-- begin INPUT FOR THIS TASK --

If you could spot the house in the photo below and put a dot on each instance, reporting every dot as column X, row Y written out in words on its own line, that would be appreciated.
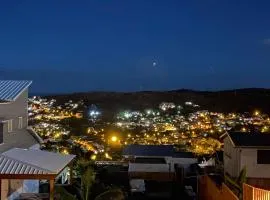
column 156, row 162
column 22, row 163
column 250, row 150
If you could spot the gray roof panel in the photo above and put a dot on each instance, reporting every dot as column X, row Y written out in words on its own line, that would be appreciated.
column 11, row 89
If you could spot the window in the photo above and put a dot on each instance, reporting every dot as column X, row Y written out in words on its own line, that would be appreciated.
column 20, row 123
column 263, row 157
column 10, row 125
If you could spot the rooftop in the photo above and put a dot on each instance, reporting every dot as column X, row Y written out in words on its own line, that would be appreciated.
column 21, row 139
column 148, row 150
column 37, row 160
column 240, row 139
column 11, row 89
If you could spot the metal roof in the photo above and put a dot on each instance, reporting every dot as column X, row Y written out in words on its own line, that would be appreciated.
column 12, row 166
column 11, row 89
column 148, row 150
column 30, row 161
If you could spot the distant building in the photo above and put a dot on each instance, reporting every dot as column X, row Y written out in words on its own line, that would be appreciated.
column 156, row 162
column 250, row 150
column 22, row 163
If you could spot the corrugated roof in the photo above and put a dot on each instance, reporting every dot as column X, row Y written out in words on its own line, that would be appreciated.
column 149, row 150
column 12, row 166
column 29, row 161
column 250, row 139
column 53, row 162
column 11, row 89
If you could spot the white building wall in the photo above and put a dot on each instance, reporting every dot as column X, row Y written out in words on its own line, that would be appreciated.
column 254, row 170
column 11, row 189
column 16, row 109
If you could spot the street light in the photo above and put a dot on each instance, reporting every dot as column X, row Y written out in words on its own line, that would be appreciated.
column 113, row 138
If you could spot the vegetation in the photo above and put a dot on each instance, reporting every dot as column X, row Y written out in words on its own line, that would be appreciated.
column 113, row 194
column 87, row 174
column 63, row 194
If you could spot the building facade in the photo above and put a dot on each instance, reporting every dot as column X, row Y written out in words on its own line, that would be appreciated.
column 250, row 151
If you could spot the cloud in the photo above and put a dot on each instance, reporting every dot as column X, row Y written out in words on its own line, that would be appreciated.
column 266, row 41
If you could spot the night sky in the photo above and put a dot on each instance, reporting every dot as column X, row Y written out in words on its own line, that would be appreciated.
column 67, row 46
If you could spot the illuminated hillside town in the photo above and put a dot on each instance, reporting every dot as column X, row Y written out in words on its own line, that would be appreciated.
column 74, row 127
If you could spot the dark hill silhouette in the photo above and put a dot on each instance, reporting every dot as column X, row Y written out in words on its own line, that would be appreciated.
column 238, row 100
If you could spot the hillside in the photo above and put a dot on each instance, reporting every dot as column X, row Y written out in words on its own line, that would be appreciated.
column 240, row 100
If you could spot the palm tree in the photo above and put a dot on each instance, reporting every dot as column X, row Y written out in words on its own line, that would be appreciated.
column 112, row 194
column 237, row 183
column 87, row 174
column 87, row 181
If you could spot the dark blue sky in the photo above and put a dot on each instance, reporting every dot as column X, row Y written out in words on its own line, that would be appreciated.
column 67, row 46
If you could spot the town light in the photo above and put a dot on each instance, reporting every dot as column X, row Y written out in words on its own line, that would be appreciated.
column 94, row 157
column 256, row 113
column 113, row 138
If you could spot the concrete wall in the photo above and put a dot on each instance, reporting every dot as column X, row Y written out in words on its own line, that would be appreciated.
column 11, row 189
column 16, row 109
column 254, row 170
column 231, row 158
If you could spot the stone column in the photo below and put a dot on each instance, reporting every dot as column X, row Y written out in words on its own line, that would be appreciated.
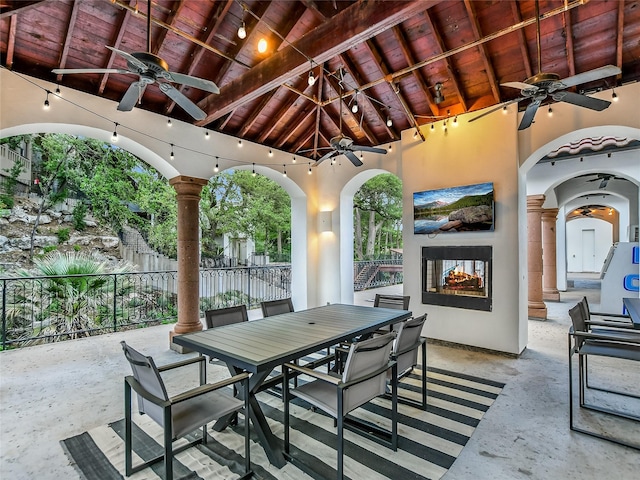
column 537, row 308
column 549, row 274
column 188, row 189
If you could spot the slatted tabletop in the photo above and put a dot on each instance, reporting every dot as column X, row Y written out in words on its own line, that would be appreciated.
column 260, row 345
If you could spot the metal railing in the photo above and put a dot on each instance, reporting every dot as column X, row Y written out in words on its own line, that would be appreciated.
column 377, row 273
column 36, row 310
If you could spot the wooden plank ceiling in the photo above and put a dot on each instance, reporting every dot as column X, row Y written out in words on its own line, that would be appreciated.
column 387, row 57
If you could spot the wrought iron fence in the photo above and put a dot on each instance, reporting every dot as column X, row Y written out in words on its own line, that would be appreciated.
column 39, row 310
column 377, row 273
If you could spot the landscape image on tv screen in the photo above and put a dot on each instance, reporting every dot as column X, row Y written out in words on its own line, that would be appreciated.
column 466, row 208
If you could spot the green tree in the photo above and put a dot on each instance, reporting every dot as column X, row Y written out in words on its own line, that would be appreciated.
column 377, row 212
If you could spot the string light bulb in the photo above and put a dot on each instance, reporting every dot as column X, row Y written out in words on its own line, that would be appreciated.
column 242, row 31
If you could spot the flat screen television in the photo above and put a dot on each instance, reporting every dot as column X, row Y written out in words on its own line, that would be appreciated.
column 467, row 208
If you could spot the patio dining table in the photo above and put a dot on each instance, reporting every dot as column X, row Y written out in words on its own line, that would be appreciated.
column 261, row 345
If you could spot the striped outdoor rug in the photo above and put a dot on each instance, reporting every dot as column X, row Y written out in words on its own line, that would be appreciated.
column 429, row 441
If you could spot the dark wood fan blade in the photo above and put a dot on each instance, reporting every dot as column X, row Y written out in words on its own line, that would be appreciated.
column 529, row 114
column 186, row 104
column 496, row 108
column 581, row 100
column 326, row 156
column 590, row 76
column 364, row 148
column 201, row 83
column 355, row 160
column 131, row 96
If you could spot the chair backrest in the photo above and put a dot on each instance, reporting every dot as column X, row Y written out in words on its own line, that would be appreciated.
column 364, row 358
column 398, row 302
column 147, row 375
column 226, row 316
column 578, row 320
column 276, row 307
column 407, row 343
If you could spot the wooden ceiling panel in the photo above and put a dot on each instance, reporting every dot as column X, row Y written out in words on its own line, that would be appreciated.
column 395, row 59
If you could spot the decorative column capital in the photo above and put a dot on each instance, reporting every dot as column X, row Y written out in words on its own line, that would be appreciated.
column 534, row 202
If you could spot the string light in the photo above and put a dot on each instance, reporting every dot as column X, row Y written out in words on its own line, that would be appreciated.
column 242, row 31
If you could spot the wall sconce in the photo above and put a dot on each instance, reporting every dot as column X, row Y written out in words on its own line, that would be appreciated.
column 324, row 221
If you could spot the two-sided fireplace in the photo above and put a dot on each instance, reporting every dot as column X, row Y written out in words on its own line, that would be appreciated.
column 457, row 276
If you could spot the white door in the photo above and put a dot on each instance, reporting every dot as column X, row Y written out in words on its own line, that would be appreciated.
column 589, row 250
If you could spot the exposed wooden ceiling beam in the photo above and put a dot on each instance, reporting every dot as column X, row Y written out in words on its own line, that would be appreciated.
column 198, row 51
column 11, row 41
column 452, row 78
column 125, row 15
column 69, row 37
column 522, row 40
column 482, row 48
column 352, row 26
column 568, row 38
column 417, row 74
column 170, row 20
column 14, row 7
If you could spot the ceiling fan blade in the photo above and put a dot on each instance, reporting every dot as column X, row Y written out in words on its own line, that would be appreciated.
column 581, row 100
column 518, row 85
column 363, row 148
column 186, row 104
column 591, row 75
column 496, row 108
column 141, row 66
column 131, row 96
column 325, row 157
column 190, row 81
column 351, row 156
column 529, row 114
column 64, row 71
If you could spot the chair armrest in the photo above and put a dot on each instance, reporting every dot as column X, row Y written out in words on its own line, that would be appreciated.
column 209, row 387
column 314, row 373
column 355, row 381
column 140, row 390
column 181, row 363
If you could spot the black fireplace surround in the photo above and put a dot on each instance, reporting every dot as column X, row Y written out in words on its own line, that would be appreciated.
column 457, row 277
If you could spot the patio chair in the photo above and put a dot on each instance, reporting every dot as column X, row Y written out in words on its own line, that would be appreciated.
column 180, row 414
column 585, row 343
column 276, row 307
column 405, row 353
column 226, row 316
column 364, row 378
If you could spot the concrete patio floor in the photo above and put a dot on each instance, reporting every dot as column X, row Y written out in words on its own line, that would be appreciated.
column 51, row 392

-- end INPUT FOR THIS TASK --

WRITTEN EXERCISE: Repeat the items word for word, from the line with "If you could spot the gray" to the line with "column 10, row 125", including both of those lines.

RESULT:
If you could spot the gray roof panel in the photo above and put a dot on each instance, reporting every dot as column X, row Y written out in words on its own line, that would be appreciated.
column 11, row 89
If you could spot the window in the photo above and put a dot on each instance, reporting every dot as column X, row Y written out in words on its own line, that would be appreciated.
column 20, row 123
column 263, row 157
column 10, row 125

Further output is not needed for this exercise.